SET TASK: Identify each line in the entries below that contains the string "field", and copy those lines. Matching is case-sensitive.
## BEGIN RECORDED DATA
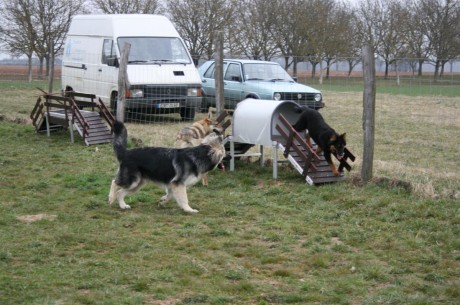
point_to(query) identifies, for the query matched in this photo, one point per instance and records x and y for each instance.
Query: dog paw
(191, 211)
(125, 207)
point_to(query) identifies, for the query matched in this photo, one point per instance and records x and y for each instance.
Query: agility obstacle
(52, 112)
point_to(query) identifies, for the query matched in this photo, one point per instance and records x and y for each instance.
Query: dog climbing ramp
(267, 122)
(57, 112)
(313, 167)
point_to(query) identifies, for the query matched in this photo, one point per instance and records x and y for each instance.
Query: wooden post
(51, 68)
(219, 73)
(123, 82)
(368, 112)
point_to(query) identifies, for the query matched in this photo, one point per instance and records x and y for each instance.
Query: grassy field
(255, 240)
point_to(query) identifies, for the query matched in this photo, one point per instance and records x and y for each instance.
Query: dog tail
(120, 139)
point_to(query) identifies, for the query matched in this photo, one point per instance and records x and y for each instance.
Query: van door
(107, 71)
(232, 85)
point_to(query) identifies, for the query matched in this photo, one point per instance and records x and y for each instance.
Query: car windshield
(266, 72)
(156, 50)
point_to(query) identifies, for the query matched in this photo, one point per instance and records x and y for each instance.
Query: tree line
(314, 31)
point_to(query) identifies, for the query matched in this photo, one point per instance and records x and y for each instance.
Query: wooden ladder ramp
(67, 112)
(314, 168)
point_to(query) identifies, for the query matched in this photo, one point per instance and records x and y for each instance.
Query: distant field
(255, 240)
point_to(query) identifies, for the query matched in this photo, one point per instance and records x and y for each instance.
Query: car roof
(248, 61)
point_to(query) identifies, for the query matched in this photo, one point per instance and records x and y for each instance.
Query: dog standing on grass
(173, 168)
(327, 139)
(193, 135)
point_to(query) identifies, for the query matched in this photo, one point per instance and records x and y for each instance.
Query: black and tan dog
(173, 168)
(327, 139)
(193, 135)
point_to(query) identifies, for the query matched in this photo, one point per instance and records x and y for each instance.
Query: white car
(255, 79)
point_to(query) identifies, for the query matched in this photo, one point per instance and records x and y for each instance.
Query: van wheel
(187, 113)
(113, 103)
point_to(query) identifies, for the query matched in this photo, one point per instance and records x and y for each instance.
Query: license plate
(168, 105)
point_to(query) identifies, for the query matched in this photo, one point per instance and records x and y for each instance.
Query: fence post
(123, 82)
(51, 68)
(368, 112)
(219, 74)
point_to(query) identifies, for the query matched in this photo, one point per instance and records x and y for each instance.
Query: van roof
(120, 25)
## END RECORDED DATA
RESPONSE:
Query: grassy field
Query: distant field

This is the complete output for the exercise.